Challenge a: Filter the records down to the lines that contain the word "rocky", and copy each of those lines.

Extracted text:
>>

In the following cell, you will define the step that you will use in our first workflow.  Then you will create, visualize and execute the workflow. 

Steps relate to states in AWS Step Functions. For more information, see [States](https://docs.aws.amazon.com/step-functions/latest/dg/concepts-states.html) in the *AWS Step Functions Developer Guide*. For more information on the AWS Step Functions Data Science SDK APIs, see: https://aws-step-functions-data-science-sdk.readthedocs.io. 

## 4.1 Creating Pre-Processing step

In [57]:
input_data = "s3://{}/{}".format(v_s3_input_bucket,v_prefix_for_input_data)
input_code = "s3://{}/{}".format(v_s3_input_bucket,v_prefix_for_code_location)
output_data = "s3://{}/{}".format(v_s3_input_bucket,"titanic/preprocess-data")

inputs = [
    ProcessingInput(
        source=input_data, destination="/opt/ml/processing/input", input_name="input"
    ),
    ProcessingInput(
        source=input_code,
        destination="/opt/ml/processing/input/code",
        input_name="code",
    ),
]

outputs = [
    ProcessingOutput(
        source="/opt/ml/processing/train",
        destination="{}/{}".format(output_data,"train"),
        output_name="train_data",
    ),
    ProcessingOutput(
        source="/opt/ml/processing/test",
        destination="{}/{}".format(output_data, "test"),
        output_name="test_data",
    ),
    ProcessingOutput(
        source="/opt/ml/processing/validation",
        destination="{}/{}".format(output_data, "validation"),
        output_name="validation_data",
    ),
    ProcessingOutput(
        source="/opt/ml/processing/baselinemodeldrift",
        destination="{}/{}".format(output_data,"baselinemodeldrift"),
        output_name="baselinemodeldrift",
    ),
    ProcessingOutput(
        source="/opt/ml/processing/groundtruth",
        destination="{}/{}".format(output_data,"groundtruth"),
        output_name="groundtruth",
    ),
    
    ProcessingOutput(
        source="/opt/ml/processing/trainbase",
        destination="{}/{}".format(output_data,"trainbase"),
        output_name="trainbase",
    )   
]

In [58]:
print(input_data)

<<

Challenge b: Which output_name values are assigned to the ProcessingOutput entries in the notebook excerpt above? List every one.

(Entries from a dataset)
>>

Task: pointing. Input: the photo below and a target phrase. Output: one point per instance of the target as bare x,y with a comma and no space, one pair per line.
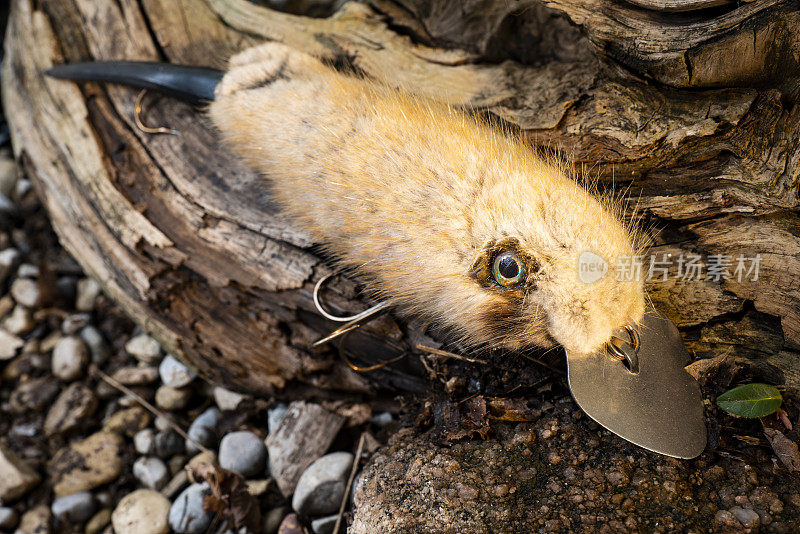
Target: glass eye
508,269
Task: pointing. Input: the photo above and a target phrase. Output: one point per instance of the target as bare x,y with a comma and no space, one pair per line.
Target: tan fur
410,192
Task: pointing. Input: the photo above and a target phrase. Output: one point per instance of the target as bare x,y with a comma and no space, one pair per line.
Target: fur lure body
419,197
447,218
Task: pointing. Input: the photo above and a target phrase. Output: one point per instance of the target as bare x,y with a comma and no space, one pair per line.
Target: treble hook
351,322
626,350
137,118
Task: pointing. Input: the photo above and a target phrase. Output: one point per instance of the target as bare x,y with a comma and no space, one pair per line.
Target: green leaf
751,400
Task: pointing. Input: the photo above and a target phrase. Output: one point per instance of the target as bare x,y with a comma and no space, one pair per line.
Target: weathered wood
185,239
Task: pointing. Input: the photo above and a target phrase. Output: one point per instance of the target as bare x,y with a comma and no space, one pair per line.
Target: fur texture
417,197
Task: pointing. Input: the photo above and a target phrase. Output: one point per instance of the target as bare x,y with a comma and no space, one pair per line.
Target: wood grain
186,240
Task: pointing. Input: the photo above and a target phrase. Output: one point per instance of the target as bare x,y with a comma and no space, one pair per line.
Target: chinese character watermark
660,267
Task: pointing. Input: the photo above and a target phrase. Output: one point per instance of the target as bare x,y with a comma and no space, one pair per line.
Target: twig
439,352
346,495
146,405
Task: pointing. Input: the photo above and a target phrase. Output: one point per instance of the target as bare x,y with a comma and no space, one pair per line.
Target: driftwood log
689,106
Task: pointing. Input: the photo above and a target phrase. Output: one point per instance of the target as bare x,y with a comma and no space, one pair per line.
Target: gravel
151,472
244,453
144,348
174,373
75,508
187,515
8,518
70,357
204,430
141,512
144,441
168,443
321,486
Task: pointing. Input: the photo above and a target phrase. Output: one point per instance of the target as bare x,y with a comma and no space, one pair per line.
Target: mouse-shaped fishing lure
446,218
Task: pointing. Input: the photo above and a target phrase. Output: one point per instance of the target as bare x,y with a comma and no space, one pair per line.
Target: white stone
174,373
26,292
86,294
70,357
187,515
141,512
244,453
151,472
168,398
144,348
321,486
97,344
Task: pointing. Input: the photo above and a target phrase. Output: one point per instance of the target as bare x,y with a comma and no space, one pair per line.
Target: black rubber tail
194,85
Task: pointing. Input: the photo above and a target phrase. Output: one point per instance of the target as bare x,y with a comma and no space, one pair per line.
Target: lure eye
508,269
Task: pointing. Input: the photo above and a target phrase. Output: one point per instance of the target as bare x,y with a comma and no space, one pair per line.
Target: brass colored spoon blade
660,408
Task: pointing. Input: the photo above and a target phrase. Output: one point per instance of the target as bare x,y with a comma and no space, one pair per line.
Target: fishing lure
451,220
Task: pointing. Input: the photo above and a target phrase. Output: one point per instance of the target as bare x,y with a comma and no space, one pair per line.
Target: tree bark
185,239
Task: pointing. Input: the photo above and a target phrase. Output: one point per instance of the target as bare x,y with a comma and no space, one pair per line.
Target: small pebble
168,443
244,453
8,258
135,376
72,407
70,357
142,512
226,399
171,399
16,477
204,430
324,525
28,270
275,414
36,520
291,525
143,441
9,344
151,472
86,291
176,464
97,344
128,421
748,518
26,292
75,508
9,174
19,322
98,522
273,519
187,515
207,457
174,373
8,518
144,348
321,486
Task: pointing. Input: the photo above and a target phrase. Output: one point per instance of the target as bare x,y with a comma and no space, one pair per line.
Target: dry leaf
229,497
785,449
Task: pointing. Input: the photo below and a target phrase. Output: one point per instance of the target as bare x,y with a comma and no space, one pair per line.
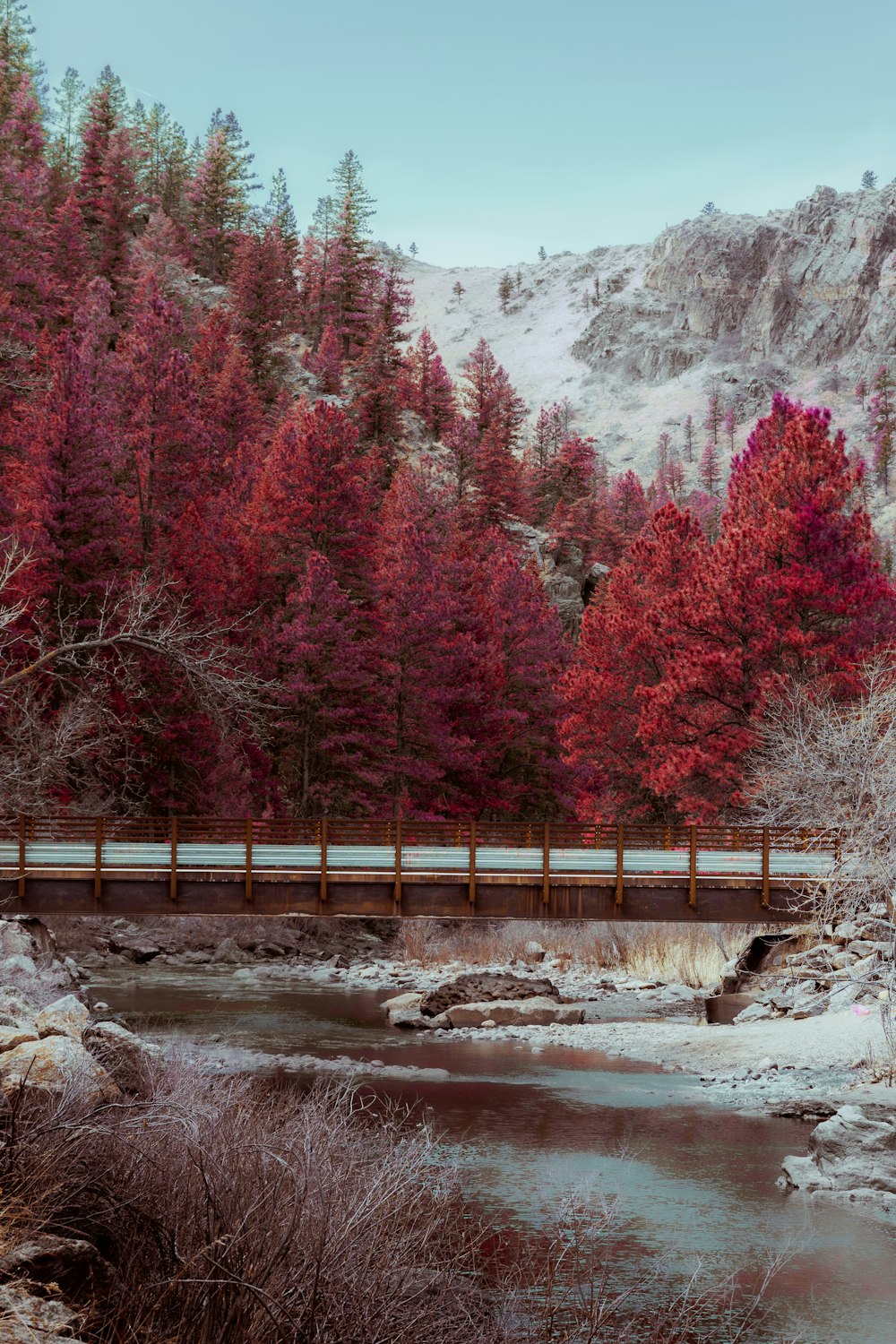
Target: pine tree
314,492
729,425
327,366
427,389
710,470
426,653
882,424
18,56
66,120
70,510
689,437
280,211
715,417
489,398
263,298
163,437
328,693
218,196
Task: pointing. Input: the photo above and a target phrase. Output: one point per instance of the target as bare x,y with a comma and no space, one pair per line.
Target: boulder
32,1320
54,1064
16,1005
847,1152
15,941
18,964
64,1018
482,986
753,1012
134,948
75,1265
123,1055
228,953
13,1037
405,1011
516,1012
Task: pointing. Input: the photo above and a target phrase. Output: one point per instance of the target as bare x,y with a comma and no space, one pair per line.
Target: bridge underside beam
718,900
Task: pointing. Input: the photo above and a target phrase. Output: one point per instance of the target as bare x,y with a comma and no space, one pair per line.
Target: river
692,1182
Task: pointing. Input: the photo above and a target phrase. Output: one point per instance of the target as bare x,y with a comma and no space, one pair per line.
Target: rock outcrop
485,986
849,1152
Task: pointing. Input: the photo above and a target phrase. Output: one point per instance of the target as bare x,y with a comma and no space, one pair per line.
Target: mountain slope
728,303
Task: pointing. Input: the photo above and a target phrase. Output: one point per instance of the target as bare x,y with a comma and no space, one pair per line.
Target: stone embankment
51,1043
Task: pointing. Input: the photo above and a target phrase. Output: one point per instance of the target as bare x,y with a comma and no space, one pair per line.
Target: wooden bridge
559,870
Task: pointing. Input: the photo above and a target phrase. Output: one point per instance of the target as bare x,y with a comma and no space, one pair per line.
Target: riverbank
168,1164
772,1064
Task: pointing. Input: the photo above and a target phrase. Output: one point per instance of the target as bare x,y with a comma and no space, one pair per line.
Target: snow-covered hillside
735,304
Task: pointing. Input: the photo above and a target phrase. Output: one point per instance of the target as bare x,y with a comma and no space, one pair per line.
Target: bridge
495,870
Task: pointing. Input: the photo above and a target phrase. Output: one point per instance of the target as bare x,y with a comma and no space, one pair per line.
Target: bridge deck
498,870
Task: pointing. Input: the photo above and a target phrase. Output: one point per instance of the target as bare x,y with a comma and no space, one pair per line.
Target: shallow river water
692,1182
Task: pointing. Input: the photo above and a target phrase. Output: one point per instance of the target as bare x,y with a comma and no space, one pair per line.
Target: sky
487,128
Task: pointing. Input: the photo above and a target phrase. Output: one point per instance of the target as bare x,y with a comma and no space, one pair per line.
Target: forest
263,556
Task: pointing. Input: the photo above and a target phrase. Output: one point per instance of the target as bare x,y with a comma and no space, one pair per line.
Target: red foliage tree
328,693
314,492
427,389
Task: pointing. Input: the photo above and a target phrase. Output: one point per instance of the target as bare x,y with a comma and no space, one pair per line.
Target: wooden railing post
397,894
764,866
172,889
546,866
23,836
324,841
97,871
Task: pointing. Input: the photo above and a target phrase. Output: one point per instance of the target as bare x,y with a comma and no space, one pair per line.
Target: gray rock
18,964
32,1320
754,1012
516,1012
847,1152
484,986
124,1055
228,953
13,1037
75,1265
134,949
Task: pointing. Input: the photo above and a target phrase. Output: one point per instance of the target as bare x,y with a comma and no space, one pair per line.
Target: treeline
198,398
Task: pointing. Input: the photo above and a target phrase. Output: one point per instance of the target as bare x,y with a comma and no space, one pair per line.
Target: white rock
54,1064
754,1012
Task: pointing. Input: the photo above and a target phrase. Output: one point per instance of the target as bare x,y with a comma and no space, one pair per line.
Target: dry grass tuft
238,1211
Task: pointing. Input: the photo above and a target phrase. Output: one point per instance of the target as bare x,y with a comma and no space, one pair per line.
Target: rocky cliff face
814,284
638,336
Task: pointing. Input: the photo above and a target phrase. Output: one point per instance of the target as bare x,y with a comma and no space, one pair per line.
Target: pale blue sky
487,128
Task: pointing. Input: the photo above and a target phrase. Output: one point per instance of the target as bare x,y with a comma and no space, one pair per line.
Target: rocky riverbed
810,1043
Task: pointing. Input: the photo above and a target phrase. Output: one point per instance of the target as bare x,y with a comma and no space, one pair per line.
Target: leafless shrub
688,953
233,1210
831,763
64,682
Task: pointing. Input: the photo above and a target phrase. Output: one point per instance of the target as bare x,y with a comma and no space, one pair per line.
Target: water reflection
692,1182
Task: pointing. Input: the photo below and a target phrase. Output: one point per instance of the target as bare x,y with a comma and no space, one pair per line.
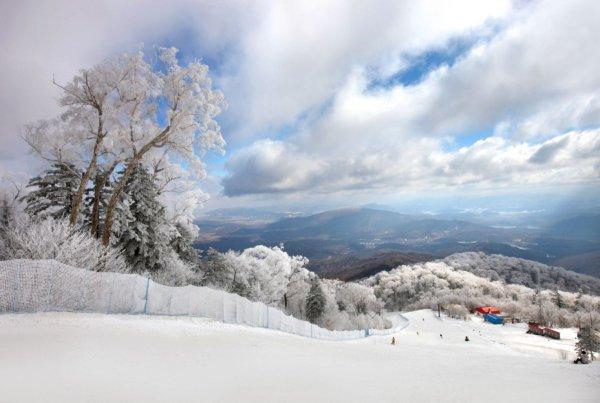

<<

Response a:
Target: rocky cliff face
Target: rocky riverbed

Response b:
train_data
test_data
validation_data
baselinemodeldrift
groundtruth
trainbase